» **WHAT THE TASK ASKS**: Print out each record below, unaltered and complete, without its images.

########

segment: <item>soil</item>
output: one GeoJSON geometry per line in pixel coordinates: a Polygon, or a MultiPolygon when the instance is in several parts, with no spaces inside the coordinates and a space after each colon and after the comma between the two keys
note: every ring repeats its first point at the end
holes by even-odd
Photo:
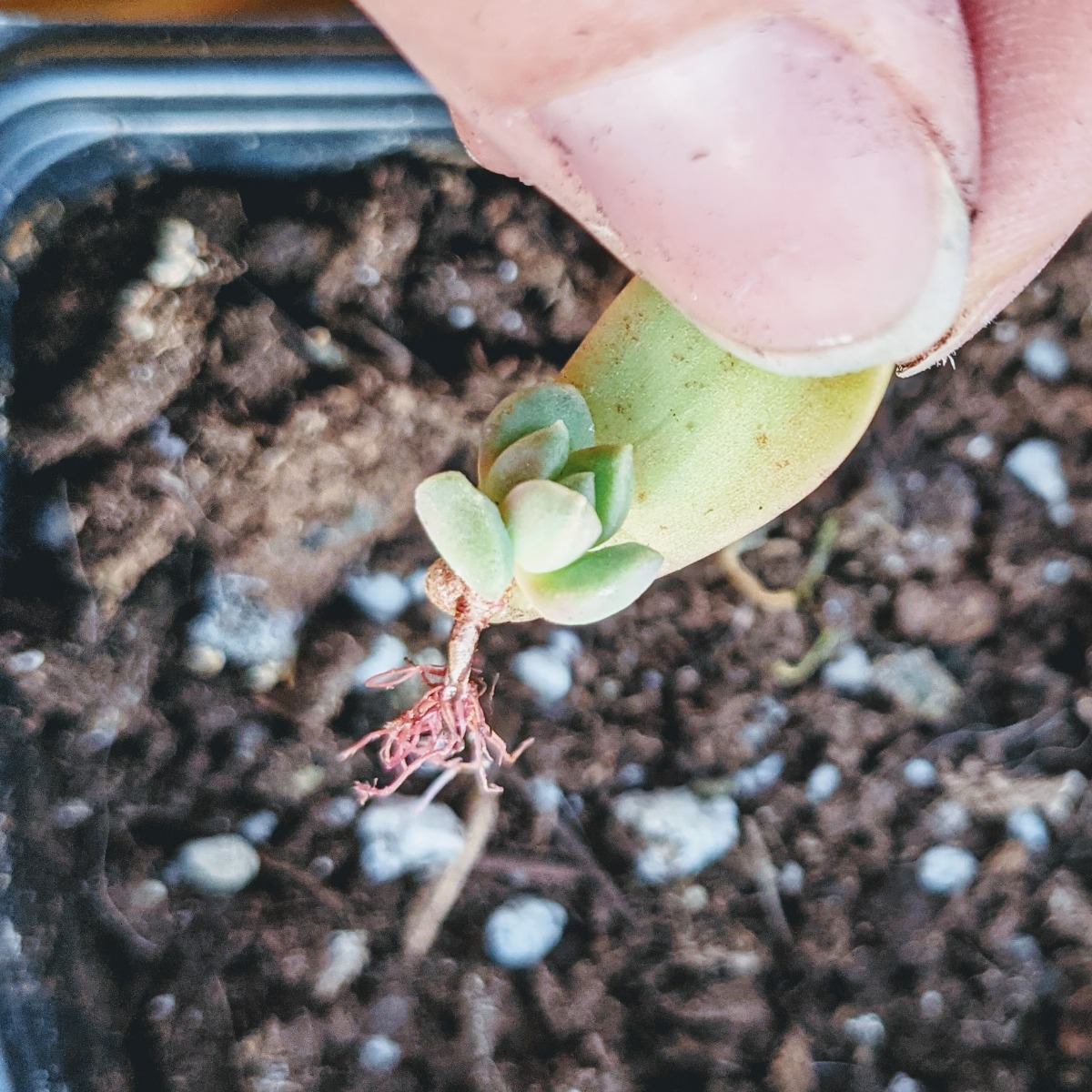
{"type": "MultiPolygon", "coordinates": [[[[299,187],[161,179],[50,223],[15,317],[0,969],[9,1005],[59,1013],[72,1088],[1090,1085],[1092,230],[954,370],[897,382],[839,474],[743,555],[770,587],[806,578],[795,606],[697,565],[582,629],[546,708],[508,665],[549,627],[487,631],[492,724],[535,743],[412,960],[420,885],[368,881],[331,805],[375,774],[340,750],[389,712],[357,665],[383,632],[417,653],[442,626],[420,601],[370,621],[343,579],[431,560],[414,486],[468,465],[476,424],[565,360],[624,274],[515,183],[407,159],[299,187]],[[132,287],[171,217],[197,228],[199,275],[132,287]],[[1060,380],[1021,364],[1036,335],[1065,346],[1060,380]],[[1030,437],[1060,448],[1063,526],[1004,470],[1030,437]],[[252,612],[222,670],[189,643],[210,580],[252,612]],[[297,627],[298,652],[270,652],[297,627]],[[874,685],[833,688],[822,655],[794,670],[817,640],[859,644],[874,685]],[[780,775],[739,792],[771,755],[780,775]],[[907,783],[914,757],[935,785],[907,783]],[[821,762],[841,784],[816,802],[821,762]],[[740,844],[639,882],[612,799],[727,784],[740,844]],[[1045,848],[1008,833],[1018,805],[1046,816],[1045,848]],[[249,886],[180,882],[186,842],[260,809],[276,824],[249,886]],[[962,893],[917,881],[940,842],[978,862],[962,893]],[[520,891],[568,925],[502,971],[483,926],[520,891]],[[365,930],[368,956],[330,997],[335,930],[365,930]],[[882,1030],[852,1021],[868,1013],[882,1030]],[[401,1051],[389,1073],[361,1067],[376,1035],[401,1051]]],[[[465,816],[473,792],[441,799],[465,816]]],[[[5,1040],[17,1061],[23,1033],[5,1040]]]]}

########

» **SOLUTION TO THIS PROBLEM**:
segment: <item>soil</item>
output: one GeoJSON geometry per line in pixel coordinates: a Polygon, or a MultiPolygon when the instance is in several parts, with no spaces inside the coordinates and a space after each colon and after the comma between the two keys
note: every ring repeats its first point at the end
holes by even-odd
Photo:
{"type": "MultiPolygon", "coordinates": [[[[299,187],[161,179],[50,223],[15,317],[0,969],[9,1005],[59,1013],[72,1088],[1090,1085],[1092,230],[954,370],[897,382],[839,474],[743,555],[770,587],[806,578],[795,606],[697,565],[582,629],[546,708],[508,665],[549,627],[487,631],[492,724],[535,743],[412,960],[420,885],[368,881],[331,805],[375,774],[340,750],[389,712],[357,665],[383,632],[417,653],[442,626],[420,601],[370,621],[343,579],[431,560],[414,486],[468,465],[476,424],[565,360],[624,274],[515,183],[407,159],[299,187]],[[132,287],[171,217],[197,228],[199,275],[132,287]],[[1060,380],[1021,364],[1036,335],[1065,346],[1060,380]],[[1030,437],[1060,448],[1063,526],[1004,470],[1030,437]],[[252,612],[222,670],[189,643],[210,580],[252,612]],[[297,627],[298,652],[270,652],[297,627]],[[874,685],[833,688],[822,655],[794,670],[817,640],[859,644],[874,685]],[[780,775],[739,792],[771,755],[780,775]],[[907,783],[914,757],[935,785],[907,783]],[[821,762],[841,784],[816,802],[821,762]],[[740,844],[639,882],[612,799],[727,784],[740,844]],[[1045,848],[1008,833],[1018,805],[1046,816],[1045,848]],[[249,886],[180,882],[186,842],[260,809],[276,824],[249,886]],[[962,893],[917,881],[940,842],[978,862],[962,893]],[[520,891],[568,925],[502,971],[483,926],[520,891]],[[365,930],[368,956],[330,997],[335,930],[365,930]],[[882,1030],[852,1021],[868,1013],[882,1030]],[[401,1051],[389,1073],[361,1067],[376,1035],[401,1051]]],[[[465,816],[473,792],[441,799],[465,816]]],[[[5,1040],[17,1061],[23,1033],[5,1040]]]]}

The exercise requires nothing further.